#### Required task 1
In the overclocking forum thread, what voltage does the replier say their 3570k needs for 4.4 GHz?
#### Required task 2
Duplicate the overclocking forum thread from "Let's start from" to "Power Limit Values.".
#### Required task 3
Can you write the next part of the overclocking forum thread, picking up right after its last line?

[START OF Supplied text]

I need your expert advice. I have read as much as I can find on overclocking and I am trying to find a stable run at 4.2Ghz.

Cooling with a Corsair H60

BIOS:

Multiplier set at 42
Vcore settings (I know it sucks, the motherboard only allows weird increments):
-0.096 / -0.072 / -0.048 / -0.024 /
+0.012 / +0.024 / +0.036 / +0.048

RESULTS (CPU-Z, CORE TEMP, PRIME95):

I played around with the Vcore settings, (at 100% load) CPU-Z showed 1.094V to 1.160V; and Core Temps results were 65C-73C.

-I started at -0.072V ran stable at full load for about 2 hours, then got a WHEA-logger Type 19 error in event viewer (but no blue screen).
-Upped it to -0.048V ran stable, went to bed and woke up to a bluescreen.
-Upped again at -0.024V and bluescreen in less than 2 hours.

I'm not sure where to go from here. If I keep going to +0.012V Vcore, I'm going to hit 1.200V at load. This can't be a normal range for a liquid cool system.

OTHER CONSIDERATIONS: I'm not sure what to do with these settings...

Vcc IO: auto, default (1.05V) or + 5%, 10%, 15%
Vcc SA: auto, default (0.925) or + 5%, 10%, 15%
CPU C1E: enabled or disabled
Intel Speed Step Tech: you want to enable this to reduce voltage on cpu while idling right? Doesn't it work in conjunction with your Vcore?
Clock speed spectrum: you want this disabled right?
Internal PLL Overdrive: you want this disable as well right?

In short, I can't get a stable run at 4.2GHz, please help!
Edited by CCNAstudent - 11/16/13 at 10:40am
post #2 of 24
Liquid cooling doesn't really affect the voltage needed to be stable at a given frequency. The H60 may be a water cooling part but it performs significantly worse than a twin tower air cooler. Still, you might wan't to get some good thermal paste and try to reseat your cpu block. Btw, 1.2v isn't unheard of for 4.2 ghz, my 3570k needs 1.28 for 4.4 ghz.

I don't have your board, so i downloaded the manual and looked at the pretty pictures. Now, you first need to find your minimum required voltage for your target frequency.

Let's start from scratch:

1) Reset cmos and load optimized defaults.

2) Disable turbo and speedstep (we will re-enable them latter when we know our target max vcore)
To do this goto Advanced Settings -> CPU configuration and disable C3 and C6 states. Goto O.N.E. and set C1e -> disabled, CPU Turbo Mode -> disabled, Fixed Cpu Ratio -> enabled, CPU vcore -> Fixed Mode.

3) Disable spread spectrum. Goto O.N.E. -> CPU Spread Spectrum -> disabled

4) Remove wattage and amp restrictions. Goto O.N.E. and set Cpu Core Current Max at something over 200. Do the same for Power Limit Values.

5) Set your memory by spd. Goto O.N.E. DDR3 Timing Control -> by SPD.

6) If you have a graphics card disable igpu. Chipset -> Graphics Configuration -> Internal Graphics -> disable.

[END OF Supplied text]
[START OF Record excerpts]

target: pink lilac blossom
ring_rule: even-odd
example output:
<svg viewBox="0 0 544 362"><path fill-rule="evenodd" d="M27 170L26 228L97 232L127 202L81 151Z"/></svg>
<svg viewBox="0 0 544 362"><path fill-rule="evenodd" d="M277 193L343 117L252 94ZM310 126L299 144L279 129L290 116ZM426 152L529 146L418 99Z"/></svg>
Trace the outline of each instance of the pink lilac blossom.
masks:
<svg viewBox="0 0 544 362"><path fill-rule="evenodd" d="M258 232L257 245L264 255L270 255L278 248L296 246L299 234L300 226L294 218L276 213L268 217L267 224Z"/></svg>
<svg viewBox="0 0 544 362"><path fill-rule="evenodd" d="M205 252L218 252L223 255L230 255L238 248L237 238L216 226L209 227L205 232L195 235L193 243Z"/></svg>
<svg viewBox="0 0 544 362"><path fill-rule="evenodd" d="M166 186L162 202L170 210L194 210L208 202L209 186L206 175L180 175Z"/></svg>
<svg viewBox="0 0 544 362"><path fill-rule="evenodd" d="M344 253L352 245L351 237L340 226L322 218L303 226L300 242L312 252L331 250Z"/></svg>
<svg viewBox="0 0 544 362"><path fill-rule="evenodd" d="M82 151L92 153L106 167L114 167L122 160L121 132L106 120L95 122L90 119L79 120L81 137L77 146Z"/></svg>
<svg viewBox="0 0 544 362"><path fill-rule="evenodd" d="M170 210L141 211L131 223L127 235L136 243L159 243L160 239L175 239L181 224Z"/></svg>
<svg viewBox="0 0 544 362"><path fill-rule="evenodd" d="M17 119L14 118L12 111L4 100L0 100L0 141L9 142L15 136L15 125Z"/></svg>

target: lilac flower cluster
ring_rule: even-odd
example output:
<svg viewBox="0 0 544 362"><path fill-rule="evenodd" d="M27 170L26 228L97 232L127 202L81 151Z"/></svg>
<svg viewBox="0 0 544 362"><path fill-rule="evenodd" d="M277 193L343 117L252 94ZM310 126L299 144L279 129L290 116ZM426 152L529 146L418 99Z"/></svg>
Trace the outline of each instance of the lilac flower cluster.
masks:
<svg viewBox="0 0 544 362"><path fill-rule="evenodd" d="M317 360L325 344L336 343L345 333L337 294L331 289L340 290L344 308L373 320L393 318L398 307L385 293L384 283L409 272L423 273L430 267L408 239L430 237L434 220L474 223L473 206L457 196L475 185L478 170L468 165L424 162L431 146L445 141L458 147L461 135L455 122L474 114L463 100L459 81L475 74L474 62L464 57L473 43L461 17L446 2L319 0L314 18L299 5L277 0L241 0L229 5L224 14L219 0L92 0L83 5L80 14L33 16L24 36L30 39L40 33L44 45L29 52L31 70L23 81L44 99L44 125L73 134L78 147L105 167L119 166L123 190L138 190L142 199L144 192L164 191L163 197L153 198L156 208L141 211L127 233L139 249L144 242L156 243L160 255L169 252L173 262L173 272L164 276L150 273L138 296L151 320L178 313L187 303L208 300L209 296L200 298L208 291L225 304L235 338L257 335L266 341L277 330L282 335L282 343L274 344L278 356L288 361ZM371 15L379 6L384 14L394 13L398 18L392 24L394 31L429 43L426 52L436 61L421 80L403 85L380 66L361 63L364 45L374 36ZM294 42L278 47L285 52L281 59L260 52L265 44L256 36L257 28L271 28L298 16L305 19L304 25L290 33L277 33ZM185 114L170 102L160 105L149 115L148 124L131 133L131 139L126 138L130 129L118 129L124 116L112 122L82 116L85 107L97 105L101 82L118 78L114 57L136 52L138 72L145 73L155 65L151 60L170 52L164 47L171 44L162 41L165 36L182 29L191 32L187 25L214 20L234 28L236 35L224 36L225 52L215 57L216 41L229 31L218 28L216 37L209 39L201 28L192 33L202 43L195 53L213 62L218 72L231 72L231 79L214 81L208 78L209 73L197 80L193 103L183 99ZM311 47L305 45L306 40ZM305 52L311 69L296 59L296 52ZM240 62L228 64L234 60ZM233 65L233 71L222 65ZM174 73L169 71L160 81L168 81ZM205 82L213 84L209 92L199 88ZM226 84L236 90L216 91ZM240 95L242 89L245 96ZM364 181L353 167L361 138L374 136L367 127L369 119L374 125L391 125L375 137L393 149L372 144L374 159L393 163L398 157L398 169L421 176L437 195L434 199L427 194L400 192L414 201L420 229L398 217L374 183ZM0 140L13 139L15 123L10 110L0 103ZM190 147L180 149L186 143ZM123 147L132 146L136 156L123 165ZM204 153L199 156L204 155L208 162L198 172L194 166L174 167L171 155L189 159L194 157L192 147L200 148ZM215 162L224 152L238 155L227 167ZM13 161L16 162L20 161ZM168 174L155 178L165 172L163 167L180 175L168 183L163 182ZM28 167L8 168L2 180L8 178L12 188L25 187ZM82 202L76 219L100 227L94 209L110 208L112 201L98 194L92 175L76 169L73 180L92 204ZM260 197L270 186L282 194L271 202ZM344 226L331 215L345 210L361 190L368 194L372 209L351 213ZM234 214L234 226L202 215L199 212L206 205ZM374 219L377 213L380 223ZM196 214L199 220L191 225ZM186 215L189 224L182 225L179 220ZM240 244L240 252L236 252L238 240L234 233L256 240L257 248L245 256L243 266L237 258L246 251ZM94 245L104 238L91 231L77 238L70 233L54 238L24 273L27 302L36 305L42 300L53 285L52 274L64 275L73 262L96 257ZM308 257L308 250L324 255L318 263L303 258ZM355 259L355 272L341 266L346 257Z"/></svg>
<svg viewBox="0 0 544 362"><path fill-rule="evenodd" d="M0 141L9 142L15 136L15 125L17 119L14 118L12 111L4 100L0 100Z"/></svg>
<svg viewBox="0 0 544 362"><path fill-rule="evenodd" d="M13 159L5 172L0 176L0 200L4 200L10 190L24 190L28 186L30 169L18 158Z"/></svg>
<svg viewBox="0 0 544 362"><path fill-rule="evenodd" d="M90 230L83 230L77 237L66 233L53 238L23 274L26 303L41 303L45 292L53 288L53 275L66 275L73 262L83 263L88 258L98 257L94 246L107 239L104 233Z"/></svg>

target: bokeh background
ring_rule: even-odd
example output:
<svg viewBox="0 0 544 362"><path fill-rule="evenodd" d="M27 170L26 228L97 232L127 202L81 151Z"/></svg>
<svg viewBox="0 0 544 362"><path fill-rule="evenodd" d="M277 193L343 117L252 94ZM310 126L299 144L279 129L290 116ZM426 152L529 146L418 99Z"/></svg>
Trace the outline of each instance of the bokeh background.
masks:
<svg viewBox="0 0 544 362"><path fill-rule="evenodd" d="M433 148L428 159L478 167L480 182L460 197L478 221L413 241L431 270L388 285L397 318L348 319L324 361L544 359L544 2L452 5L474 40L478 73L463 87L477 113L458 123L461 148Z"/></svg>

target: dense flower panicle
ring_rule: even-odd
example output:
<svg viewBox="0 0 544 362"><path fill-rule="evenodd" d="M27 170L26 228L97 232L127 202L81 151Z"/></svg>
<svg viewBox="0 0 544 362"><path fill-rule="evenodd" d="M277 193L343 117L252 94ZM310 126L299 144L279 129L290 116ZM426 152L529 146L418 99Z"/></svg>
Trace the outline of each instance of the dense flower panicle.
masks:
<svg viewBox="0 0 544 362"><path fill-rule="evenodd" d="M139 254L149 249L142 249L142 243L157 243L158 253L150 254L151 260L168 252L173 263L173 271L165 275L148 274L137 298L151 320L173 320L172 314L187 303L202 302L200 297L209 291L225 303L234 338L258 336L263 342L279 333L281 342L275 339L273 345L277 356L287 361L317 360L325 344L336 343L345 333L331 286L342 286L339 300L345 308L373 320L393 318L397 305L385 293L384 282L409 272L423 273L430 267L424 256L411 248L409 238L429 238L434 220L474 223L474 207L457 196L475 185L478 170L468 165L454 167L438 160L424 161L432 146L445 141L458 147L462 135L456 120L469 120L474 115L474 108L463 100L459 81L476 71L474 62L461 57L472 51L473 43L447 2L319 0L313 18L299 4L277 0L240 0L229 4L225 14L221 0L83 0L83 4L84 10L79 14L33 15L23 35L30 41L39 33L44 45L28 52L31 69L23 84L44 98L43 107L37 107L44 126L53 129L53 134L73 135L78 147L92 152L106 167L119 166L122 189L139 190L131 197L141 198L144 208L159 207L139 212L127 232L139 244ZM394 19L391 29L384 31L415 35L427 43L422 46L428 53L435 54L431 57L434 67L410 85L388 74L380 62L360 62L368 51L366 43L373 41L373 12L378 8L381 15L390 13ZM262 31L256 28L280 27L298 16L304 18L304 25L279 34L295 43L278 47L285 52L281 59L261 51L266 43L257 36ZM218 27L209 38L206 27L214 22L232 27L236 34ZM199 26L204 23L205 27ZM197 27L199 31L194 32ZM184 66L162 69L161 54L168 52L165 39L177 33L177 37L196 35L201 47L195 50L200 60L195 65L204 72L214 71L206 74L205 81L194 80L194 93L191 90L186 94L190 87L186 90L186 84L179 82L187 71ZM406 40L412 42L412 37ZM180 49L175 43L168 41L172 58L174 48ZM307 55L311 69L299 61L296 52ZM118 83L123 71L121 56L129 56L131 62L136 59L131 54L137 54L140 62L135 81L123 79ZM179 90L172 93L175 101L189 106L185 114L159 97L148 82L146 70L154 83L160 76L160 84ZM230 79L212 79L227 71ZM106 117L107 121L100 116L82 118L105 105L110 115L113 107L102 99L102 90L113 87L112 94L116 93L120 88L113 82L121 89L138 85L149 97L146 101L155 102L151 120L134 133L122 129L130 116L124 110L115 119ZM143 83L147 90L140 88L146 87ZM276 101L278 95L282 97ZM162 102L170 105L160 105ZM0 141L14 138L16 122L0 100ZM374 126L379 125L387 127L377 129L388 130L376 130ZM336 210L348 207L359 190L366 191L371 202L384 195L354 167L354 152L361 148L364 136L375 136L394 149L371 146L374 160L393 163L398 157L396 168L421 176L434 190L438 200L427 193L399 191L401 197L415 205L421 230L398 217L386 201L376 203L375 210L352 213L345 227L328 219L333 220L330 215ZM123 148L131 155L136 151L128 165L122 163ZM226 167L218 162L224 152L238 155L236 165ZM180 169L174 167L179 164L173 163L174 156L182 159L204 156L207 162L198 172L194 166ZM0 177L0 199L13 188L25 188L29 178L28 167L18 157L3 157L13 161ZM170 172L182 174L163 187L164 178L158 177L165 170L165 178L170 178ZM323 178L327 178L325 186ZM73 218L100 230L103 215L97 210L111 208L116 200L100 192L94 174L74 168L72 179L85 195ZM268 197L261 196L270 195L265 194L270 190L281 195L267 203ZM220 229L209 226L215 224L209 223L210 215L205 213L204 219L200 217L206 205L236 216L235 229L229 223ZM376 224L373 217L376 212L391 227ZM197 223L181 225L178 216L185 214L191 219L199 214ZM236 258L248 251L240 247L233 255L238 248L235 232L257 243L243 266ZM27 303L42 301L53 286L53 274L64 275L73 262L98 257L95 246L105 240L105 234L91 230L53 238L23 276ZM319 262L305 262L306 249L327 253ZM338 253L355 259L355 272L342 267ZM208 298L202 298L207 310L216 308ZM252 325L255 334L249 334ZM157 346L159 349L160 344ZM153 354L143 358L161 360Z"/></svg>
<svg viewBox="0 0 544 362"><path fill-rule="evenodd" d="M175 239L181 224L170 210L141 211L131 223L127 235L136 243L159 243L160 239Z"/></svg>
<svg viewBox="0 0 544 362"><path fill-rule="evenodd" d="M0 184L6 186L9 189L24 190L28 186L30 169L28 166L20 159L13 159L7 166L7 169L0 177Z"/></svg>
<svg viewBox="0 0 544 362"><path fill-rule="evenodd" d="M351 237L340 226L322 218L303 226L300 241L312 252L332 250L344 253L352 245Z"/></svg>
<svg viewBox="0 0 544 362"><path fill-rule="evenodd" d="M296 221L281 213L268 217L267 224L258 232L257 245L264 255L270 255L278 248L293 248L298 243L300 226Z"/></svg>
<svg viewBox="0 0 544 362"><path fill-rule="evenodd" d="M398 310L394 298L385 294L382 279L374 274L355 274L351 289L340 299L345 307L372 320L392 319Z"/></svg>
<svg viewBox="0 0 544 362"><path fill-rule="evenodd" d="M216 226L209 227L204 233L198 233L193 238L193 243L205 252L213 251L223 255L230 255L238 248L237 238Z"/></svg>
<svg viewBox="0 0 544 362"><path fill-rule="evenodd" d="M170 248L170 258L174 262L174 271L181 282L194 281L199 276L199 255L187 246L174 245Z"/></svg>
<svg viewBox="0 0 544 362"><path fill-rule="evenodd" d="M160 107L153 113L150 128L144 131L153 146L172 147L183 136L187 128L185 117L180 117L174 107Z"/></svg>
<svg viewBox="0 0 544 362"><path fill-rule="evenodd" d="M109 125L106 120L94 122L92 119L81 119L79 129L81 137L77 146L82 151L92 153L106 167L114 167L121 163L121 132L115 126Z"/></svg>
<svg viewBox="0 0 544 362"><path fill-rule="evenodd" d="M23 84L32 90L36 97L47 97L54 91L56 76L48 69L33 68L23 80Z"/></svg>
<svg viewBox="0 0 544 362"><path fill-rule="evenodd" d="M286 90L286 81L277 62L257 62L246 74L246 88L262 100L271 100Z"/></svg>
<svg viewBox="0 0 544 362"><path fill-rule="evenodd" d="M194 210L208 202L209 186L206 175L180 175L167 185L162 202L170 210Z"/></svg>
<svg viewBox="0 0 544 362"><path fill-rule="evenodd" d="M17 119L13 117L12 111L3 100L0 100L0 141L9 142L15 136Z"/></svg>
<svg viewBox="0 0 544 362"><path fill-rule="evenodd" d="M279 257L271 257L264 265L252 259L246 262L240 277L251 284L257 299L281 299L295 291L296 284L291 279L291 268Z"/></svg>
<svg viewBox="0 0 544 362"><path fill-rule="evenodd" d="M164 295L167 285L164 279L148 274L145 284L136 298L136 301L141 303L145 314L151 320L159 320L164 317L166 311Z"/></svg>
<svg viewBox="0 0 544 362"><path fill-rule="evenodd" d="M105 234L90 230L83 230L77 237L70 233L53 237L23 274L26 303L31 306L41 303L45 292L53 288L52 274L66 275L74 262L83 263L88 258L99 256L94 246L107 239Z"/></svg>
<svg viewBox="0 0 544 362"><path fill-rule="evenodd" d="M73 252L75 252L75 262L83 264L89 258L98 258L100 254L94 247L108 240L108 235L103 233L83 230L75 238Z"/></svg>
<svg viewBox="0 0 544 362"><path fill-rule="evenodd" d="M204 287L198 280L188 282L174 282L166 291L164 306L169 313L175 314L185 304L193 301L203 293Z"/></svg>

[END OF Record excerpts]

#### Task result 1
1.28 volts.

#### Task result 2
Let's start from scratch:

1) Reset cmos and load optimized defaults.

2) Disable turbo and speedstep (we will re-enable them latter when we know our target max vcore)
To do this goto Advanced Settings -> CPU configuration and disable C3 and C6 states. Goto O.N.E. and set C1e -> disabled, CPU Turbo Mode -> disabled, Fixed Cpu Ratio -> enabled, CPU vcore -> Fixed Mode.

3) Disable spread spectrum. Goto O.N.E. -> CPU Spread Spectrum -> disabled

4) Remove wattage and amp restrictions. Goto O.N.E. and set Cpu Core Current Max at something over 200. Do the same for Power Limit Values.

#### Task result 3
7) Now set your preferred multiplier and vcore. Goto O.N.E. and set your multiplier in CPU Ratio and your vcore.

Save, reboot and enter windows. Fire up real temp and cpuz (or HWMonitor), and Intel Burn Test (IBT). Check available Ram in IBT and select Custom stress level. Input your available ram - 100mb and press start. If it crashes or freezes go into Bios raise the vcore and repeat. During those tests pay attention to your temps and vcore. Avoid going over 80c and vcore 1.32v. When you manage to complete the 10 passes of IBT click start -> run -> Event Viewer. Goto System Logs -> System and look for Whea errors. If everything is good upto now get the latest prime95 version and run a blend test for 24 hours. It sound excessive but its the only way to be sure that you completed all ffts without issues. Also make sure NONE of your workers stopped during testing and recheck for Whea errors. Since your board doesn't seem to have llc settings in order to find the target vcore, when you've found your stable settings fire up prime, select In place large ffts and click ok. Note the vcore.

Now that you've found your multi and vcore, lets do it with offset voltage instead. Goto your bios:
Advanced Settings -> CPU configuration and enable C3 and C6 states. Goto O.N.E. and set C1e -> enabled, CPU Turbo Mode -> enabled, Fixed Cpu Ratio -> disabled, CPU vcore -> Offset Mode. Add a little vcore voltage save and reboot. In windows, run cpuz/HWMonitor and prime. Select In place large ffts in prime and press ok. Check the voltage in cpuz/HWMonitor. Adjust vcore in bios till you get the same vcore you've noted down. When you've found the right offset, do another 10 rounds with IBT and finally one more 24 hours pass with prime (blend). If you crash up the vcore a little.

Good Luck!

[EDIT]
You could ditch the fixed ratio effort and go for offset immediately since your board doesn't allow LLC adjustments which would make your voltage stable during your experiments. Fixed is still a relatively stabler way to overclock though, so it's not a useless step.
Edited by SkiesOfAzel - 11/16/13 at 3:39pm
post #3 of 24
Thread Starter 
Great response !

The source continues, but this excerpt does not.